Work to be completed ▸
Rename "positive clicks" to "foreground clicks" throughout the rows below and change nothing else. Leave the pictures out of your answer.

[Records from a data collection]

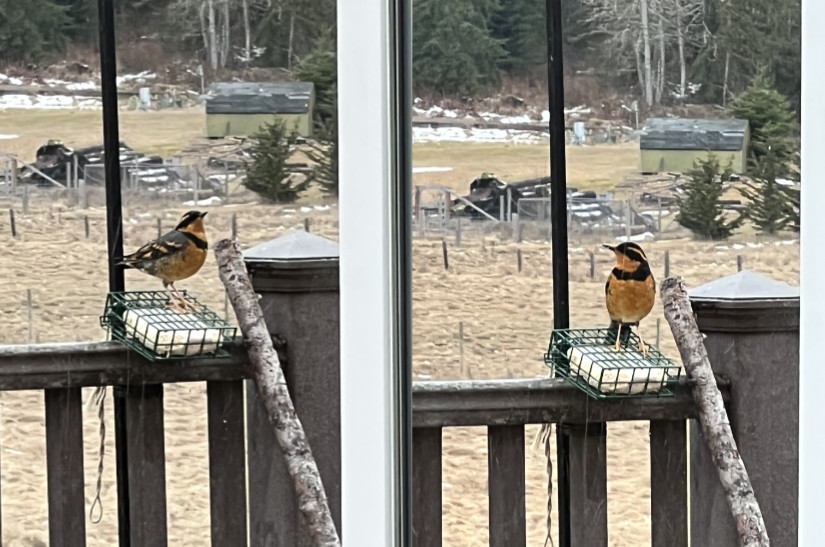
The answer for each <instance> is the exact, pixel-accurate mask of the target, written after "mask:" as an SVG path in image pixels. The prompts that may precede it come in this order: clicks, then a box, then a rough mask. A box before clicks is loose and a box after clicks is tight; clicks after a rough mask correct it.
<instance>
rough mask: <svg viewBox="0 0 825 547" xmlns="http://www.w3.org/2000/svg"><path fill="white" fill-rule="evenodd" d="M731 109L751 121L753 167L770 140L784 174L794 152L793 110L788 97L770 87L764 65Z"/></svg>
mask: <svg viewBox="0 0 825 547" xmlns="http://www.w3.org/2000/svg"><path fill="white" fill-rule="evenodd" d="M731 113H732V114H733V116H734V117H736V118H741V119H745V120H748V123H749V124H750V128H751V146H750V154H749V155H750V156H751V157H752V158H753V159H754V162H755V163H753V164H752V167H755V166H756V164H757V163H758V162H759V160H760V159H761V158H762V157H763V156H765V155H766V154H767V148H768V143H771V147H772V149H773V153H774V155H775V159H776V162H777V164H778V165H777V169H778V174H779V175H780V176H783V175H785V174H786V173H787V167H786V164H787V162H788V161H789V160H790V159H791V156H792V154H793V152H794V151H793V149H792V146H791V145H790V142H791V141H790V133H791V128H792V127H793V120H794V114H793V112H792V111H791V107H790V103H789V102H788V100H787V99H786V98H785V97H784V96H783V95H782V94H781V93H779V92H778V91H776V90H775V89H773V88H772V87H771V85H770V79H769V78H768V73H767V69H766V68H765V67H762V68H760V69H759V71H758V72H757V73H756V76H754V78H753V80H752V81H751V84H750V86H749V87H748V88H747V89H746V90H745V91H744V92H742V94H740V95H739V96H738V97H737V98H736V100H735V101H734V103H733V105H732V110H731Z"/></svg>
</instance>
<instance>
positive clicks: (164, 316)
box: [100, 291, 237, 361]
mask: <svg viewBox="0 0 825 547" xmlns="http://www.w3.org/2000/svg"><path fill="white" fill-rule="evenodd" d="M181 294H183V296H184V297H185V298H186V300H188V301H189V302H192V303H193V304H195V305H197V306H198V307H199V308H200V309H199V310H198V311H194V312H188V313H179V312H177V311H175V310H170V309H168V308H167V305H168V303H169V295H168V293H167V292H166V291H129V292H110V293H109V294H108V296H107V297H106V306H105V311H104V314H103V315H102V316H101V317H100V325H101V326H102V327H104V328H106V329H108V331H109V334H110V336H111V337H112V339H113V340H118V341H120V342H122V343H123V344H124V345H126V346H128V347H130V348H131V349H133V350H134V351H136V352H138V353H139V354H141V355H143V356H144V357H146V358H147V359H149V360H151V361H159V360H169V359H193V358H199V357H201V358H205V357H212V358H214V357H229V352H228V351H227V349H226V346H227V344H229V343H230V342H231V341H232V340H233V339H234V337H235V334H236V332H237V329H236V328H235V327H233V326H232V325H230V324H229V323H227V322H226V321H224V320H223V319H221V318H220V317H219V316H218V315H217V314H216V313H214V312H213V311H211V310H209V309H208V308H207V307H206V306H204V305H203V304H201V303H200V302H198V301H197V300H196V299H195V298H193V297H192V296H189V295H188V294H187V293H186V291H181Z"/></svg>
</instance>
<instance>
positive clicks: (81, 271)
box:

Answer area ▸
The answer for each <instance> is the exact, pixel-accurate mask of the target, written after "mask:" as an SVG path in image pixels. The prompts that may precede it come in this order: clicks, then a box, then a rough mask. A box before clicks is loose and a box after clicks is tight; clicks after a rough mask correct it.
<instance>
rough mask: <svg viewBox="0 0 825 547" xmlns="http://www.w3.org/2000/svg"><path fill="white" fill-rule="evenodd" d="M731 109L751 121L753 167L770 140L784 174L794 152L793 110L788 97L770 87L764 65Z"/></svg>
mask: <svg viewBox="0 0 825 547" xmlns="http://www.w3.org/2000/svg"><path fill="white" fill-rule="evenodd" d="M731 113H732V114H733V116H734V117H736V118H741V119H745V120H748V123H749V124H750V128H751V146H750V154H749V155H750V156H751V157H752V158H753V159H754V162H755V163H753V164H752V167H755V166H756V164H757V163H758V162H759V160H760V159H761V158H762V157H763V156H765V155H766V154H767V148H768V143H771V147H772V149H773V153H774V155H775V159H776V162H777V164H778V165H777V169H778V174H779V175H780V176H783V175H785V174H786V173H787V167H786V164H787V162H788V161H789V160H790V159H791V156H792V154H793V152H794V151H793V149H792V146H791V145H790V142H791V141H790V133H791V128H792V127H793V120H794V114H793V112H792V111H791V107H790V103H789V102H788V100H787V99H786V98H785V97H784V96H783V95H782V94H781V93H779V92H778V91H776V90H775V89H773V88H772V87H771V85H770V79H769V78H768V73H767V69H766V68H765V67H762V68H760V69H759V71H758V72H757V73H756V76H754V78H753V80H752V81H751V84H750V86H749V87H748V88H747V89H746V90H745V91H744V92H742V94H740V95H739V96H738V97H737V98H736V100H735V101H734V103H733V105H732V110H731Z"/></svg>
</instance>
<instance>
foreground clicks: (164, 316)
box: [100, 291, 237, 361]
mask: <svg viewBox="0 0 825 547" xmlns="http://www.w3.org/2000/svg"><path fill="white" fill-rule="evenodd" d="M181 294H183V296H184V297H185V298H186V300H188V301H189V302H192V303H193V304H195V305H197V306H198V307H199V308H200V309H199V310H198V311H194V312H188V313H179V312H177V311H175V310H170V309H168V308H167V305H168V303H169V295H168V293H167V292H166V291H129V292H110V293H109V294H108V296H107V297H106V306H105V311H104V314H103V315H102V316H101V317H100V325H101V326H102V327H104V328H106V329H108V331H109V334H110V336H111V337H112V339H113V340H118V341H120V342H122V343H123V344H124V345H126V346H128V347H130V348H131V349H133V350H134V351H136V352H138V353H139V354H141V355H143V356H144V357H146V358H147V359H149V360H151V361H159V360H169V359H193V358H199V357H201V358H205V357H212V358H214V357H229V352H228V351H227V349H226V346H227V344H229V343H230V342H231V341H232V340H233V339H234V337H235V334H236V332H237V329H236V328H235V327H233V326H232V325H230V324H229V323H227V322H226V321H224V320H223V319H221V318H220V317H219V316H218V315H217V314H216V313H214V312H213V311H211V310H209V309H208V308H207V307H206V306H204V305H203V304H201V303H200V302H198V301H197V300H196V299H195V298H193V297H192V296H189V295H188V294H187V293H186V291H181Z"/></svg>
</instance>
<instance>
foreground clicks: (81, 271)
box:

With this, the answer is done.